It's fair to say Dennis Kucinich is no fan of this bailout proposal.

KUCINICH: This bailout has only been about helping the speculators on Wall Street.

Kucinich has been railing against this bill this week, saying it only helps Americans at the top, while doing little for homeowners at the bottom.

KUCINICH: You solve this by creating a condition where you help the homeowners. And that's exactly what I argued for in the caucus, on the floor of the house, I sent a letter to Nancy Pilosi yesterday. I said the only the way we can have a bill that's viable is to help the homeowners by having the government purchase a controlling interest in these mortgage security pools, and then do a work-out for the homeowners. Otherwise, this is nothing but a handout to Wall Street.

And, Kucinich is skeptical about the Bush Administration's urgency.

KUCINICH: The White House had been working on contingency plans for months. They knew that something was going to happen, yet they acted like nothing is going to happen until congress is getting ready to adjourn, until it's near an election so they could put maximum pressure on members to pass something, telling them the world is going to go to hell in a handbasket. Anytime I hear that, I'm suspicious.

This isn't surprising from Kucinich, who's one of the congress's more liberal members. He says healthcare is part of the economic crisis. He's calling for universal healthcare and a jobs program akin to Franklin Roosevelt's New Deal.

Jim Trakas, his republican challenger, also appeared on The Sound of Ideas, and said if he were in congress, he would have reluctantly supported the bailout.

TRAKAS: I've had to swallow hard, and vote for some things that were very difficult in the past. I would have absolutely voted for that bill, holding my nose, understanding that people's pensions, their life investments, are definitely at risk.

Trakas is a former state representative who works in public relations now.

He placed some of the economic blame in an unexpected place: people who trade stocks often.

TRAKAS: I would make prohibitive tax policy on short-term investing. These daytraders and the types of people who are just betting on things back and forth, that are unregulated.

And, Trakas surprised a caller and host Dan Moulthrop for his take that so-called predatory lending was not a big deal in cities like Cleveland.

TRAKAS: Predatory lending was a very small problem in Cleveland and across the country. Ninety percent of the problems we had were economic problems. People couldn't afford these mortgages.
MOULTHROP: I don't think that's true.
TRAKAS: Well, I do think that's true.
CALLER: Mr. Trakas Mr. Trakas…

Trakas didn't talk much about Kucinich directly during his thirty minutes on the show. He did outline positions that are often on the opposite side from Kucinich. He is opposed to abortion except in cases of rape, the health of the mother or incest, while Kucinich is firmly pro-choice. But his view on the death penalty is more in line with Kucinich's than his party's. .

TRAKAS: I do not believe in capital punishment. I believe that God gives life, that it begins in conception, and when you die naturally, that's life.

Trakas also says he expects the Iraq War to end in the next president's term, and end in victory.

This is Kucinich's first re-election bid to face some real competition-first in the democratic primary from Cleveland Councilman Joe Cimperman and others-and now from Trakas. Kucinich is widely-expected to hold onto his seat, but he's working harder than usual to make sure he returns to Washington next term.

▶ _YOUR INSTRUCTIONS_
List every person the excerpt above on the Kucinich–Trakas race names by both first and last name.

▶ _EXCERPTED DATA_
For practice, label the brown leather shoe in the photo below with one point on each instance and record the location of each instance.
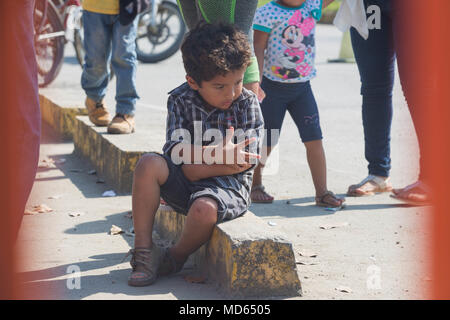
(97, 112)
(121, 124)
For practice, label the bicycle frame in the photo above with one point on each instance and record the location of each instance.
(67, 14)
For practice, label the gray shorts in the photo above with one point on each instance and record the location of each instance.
(180, 193)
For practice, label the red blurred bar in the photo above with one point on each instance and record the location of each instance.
(437, 49)
(19, 131)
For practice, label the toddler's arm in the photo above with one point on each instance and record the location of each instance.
(326, 3)
(260, 39)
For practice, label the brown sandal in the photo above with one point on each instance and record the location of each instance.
(369, 186)
(145, 264)
(321, 202)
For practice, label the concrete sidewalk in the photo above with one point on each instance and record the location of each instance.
(373, 249)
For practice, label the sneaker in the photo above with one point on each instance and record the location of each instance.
(145, 265)
(121, 124)
(97, 112)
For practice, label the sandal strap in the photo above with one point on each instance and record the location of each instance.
(379, 182)
(418, 184)
(326, 194)
(259, 187)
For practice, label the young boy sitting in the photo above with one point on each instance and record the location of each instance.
(208, 177)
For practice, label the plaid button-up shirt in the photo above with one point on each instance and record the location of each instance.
(185, 110)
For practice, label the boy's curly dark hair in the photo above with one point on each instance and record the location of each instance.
(214, 49)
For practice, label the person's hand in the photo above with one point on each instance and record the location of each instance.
(261, 94)
(231, 169)
(235, 154)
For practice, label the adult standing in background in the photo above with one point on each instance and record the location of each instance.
(391, 38)
(107, 39)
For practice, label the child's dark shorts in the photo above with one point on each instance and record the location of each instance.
(180, 194)
(298, 99)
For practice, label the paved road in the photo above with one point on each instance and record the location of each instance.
(377, 248)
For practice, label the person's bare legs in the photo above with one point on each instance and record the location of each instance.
(151, 172)
(317, 164)
(200, 222)
(258, 194)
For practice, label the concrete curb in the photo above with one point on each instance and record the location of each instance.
(244, 257)
(61, 119)
(118, 167)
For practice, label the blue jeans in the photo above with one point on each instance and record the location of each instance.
(376, 59)
(107, 41)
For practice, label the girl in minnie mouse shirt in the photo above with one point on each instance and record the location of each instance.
(285, 49)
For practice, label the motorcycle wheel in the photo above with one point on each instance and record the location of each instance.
(49, 51)
(154, 44)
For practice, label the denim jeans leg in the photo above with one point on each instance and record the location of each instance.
(97, 45)
(124, 66)
(375, 58)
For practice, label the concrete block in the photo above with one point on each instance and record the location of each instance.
(244, 256)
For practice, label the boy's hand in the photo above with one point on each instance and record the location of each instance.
(236, 168)
(235, 154)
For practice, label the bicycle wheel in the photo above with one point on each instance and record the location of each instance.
(49, 42)
(157, 43)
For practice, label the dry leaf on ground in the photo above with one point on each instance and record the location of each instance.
(334, 225)
(192, 278)
(76, 214)
(40, 208)
(307, 253)
(115, 230)
(46, 163)
(344, 289)
(109, 193)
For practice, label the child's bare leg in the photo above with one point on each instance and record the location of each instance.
(317, 164)
(258, 194)
(200, 222)
(151, 172)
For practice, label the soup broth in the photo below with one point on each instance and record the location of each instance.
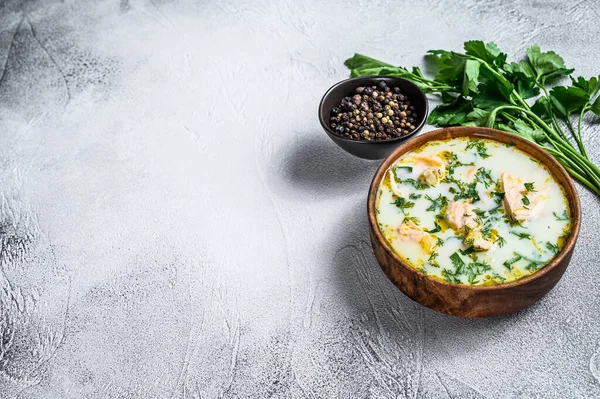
(475, 212)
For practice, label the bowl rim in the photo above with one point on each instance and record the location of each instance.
(553, 166)
(336, 86)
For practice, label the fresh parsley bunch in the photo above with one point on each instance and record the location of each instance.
(480, 88)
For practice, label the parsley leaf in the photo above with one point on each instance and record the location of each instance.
(438, 203)
(552, 247)
(511, 261)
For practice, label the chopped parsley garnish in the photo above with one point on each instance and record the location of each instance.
(436, 203)
(457, 261)
(479, 146)
(511, 261)
(522, 236)
(552, 247)
(501, 241)
(483, 176)
(467, 251)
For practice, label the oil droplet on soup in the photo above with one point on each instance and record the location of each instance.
(472, 211)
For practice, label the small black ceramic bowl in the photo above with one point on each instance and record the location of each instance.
(371, 149)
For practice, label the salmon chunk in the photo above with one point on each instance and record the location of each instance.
(431, 176)
(514, 194)
(460, 214)
(411, 232)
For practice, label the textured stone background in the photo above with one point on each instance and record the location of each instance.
(174, 223)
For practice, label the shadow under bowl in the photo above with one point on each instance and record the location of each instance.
(371, 149)
(464, 300)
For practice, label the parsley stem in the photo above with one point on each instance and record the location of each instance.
(582, 147)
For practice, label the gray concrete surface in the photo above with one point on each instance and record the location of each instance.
(174, 223)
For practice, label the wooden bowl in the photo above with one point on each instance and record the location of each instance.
(370, 149)
(464, 300)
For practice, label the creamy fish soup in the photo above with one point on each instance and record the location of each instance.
(475, 212)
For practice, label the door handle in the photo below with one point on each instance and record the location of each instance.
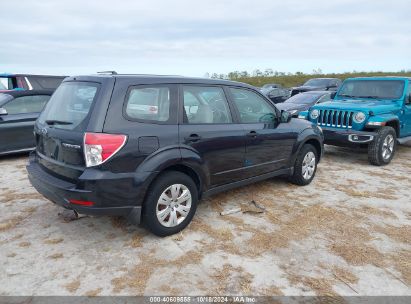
(252, 134)
(193, 138)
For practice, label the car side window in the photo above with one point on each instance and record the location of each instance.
(26, 104)
(151, 103)
(205, 105)
(252, 107)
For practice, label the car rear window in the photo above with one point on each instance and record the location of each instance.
(70, 105)
(148, 103)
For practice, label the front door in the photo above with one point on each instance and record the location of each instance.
(208, 128)
(268, 143)
(406, 119)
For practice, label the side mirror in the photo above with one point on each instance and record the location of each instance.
(285, 116)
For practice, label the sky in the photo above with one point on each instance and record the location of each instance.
(192, 38)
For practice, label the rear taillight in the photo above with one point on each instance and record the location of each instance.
(99, 147)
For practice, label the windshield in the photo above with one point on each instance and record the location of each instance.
(376, 89)
(270, 85)
(70, 105)
(303, 99)
(317, 82)
(4, 83)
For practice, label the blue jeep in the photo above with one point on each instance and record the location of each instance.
(369, 111)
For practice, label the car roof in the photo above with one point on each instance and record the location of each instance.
(381, 78)
(30, 75)
(316, 92)
(19, 93)
(156, 79)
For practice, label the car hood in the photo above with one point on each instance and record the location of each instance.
(291, 106)
(376, 107)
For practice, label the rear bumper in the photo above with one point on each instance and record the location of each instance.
(347, 137)
(60, 192)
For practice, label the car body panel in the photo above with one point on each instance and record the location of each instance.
(16, 129)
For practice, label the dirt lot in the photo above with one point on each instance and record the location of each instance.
(348, 233)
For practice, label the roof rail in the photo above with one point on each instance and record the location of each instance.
(108, 72)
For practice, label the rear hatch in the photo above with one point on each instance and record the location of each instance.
(61, 126)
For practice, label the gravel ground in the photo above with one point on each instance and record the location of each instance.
(348, 233)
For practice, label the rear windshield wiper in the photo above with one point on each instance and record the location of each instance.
(58, 122)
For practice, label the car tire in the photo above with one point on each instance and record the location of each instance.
(382, 150)
(170, 204)
(305, 166)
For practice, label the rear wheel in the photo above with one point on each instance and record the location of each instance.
(170, 204)
(381, 151)
(305, 166)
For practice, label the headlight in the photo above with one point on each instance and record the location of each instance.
(359, 117)
(314, 114)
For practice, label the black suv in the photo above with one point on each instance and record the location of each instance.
(149, 147)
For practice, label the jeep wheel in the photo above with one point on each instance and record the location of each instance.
(170, 204)
(381, 151)
(305, 166)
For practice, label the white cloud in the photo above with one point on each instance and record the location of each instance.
(194, 37)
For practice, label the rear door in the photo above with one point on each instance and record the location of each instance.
(209, 128)
(269, 143)
(16, 127)
(61, 126)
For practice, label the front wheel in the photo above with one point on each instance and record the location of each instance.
(170, 204)
(381, 151)
(305, 166)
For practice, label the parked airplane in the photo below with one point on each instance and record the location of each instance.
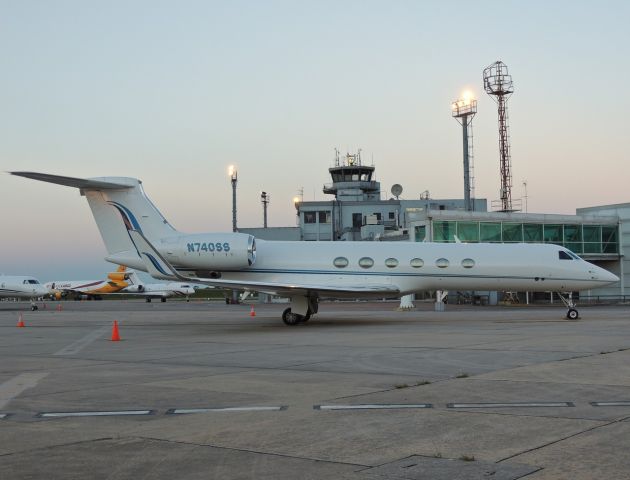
(157, 290)
(22, 287)
(136, 234)
(92, 289)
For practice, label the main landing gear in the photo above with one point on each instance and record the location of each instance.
(290, 318)
(300, 310)
(572, 313)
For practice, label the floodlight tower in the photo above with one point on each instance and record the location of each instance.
(498, 84)
(265, 198)
(463, 111)
(234, 180)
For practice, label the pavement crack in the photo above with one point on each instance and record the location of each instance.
(247, 450)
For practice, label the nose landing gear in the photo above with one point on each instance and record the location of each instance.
(572, 313)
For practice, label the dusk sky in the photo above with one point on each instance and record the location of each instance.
(174, 92)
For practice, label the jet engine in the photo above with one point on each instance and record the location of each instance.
(118, 276)
(213, 251)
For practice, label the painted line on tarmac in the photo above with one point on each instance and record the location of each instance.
(376, 406)
(611, 404)
(182, 411)
(510, 405)
(80, 344)
(16, 385)
(111, 413)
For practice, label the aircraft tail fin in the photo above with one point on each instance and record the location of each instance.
(118, 204)
(156, 265)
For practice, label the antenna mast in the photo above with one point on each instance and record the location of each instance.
(498, 84)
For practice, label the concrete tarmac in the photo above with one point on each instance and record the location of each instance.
(202, 390)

▶ _SOLUTION TO THIS PROBLEM_
Dennis Kucinich, Nancy Pilosi, Franklin Roosevelt, Jim Trakas, Dan Moulthrop, Joe Cimperman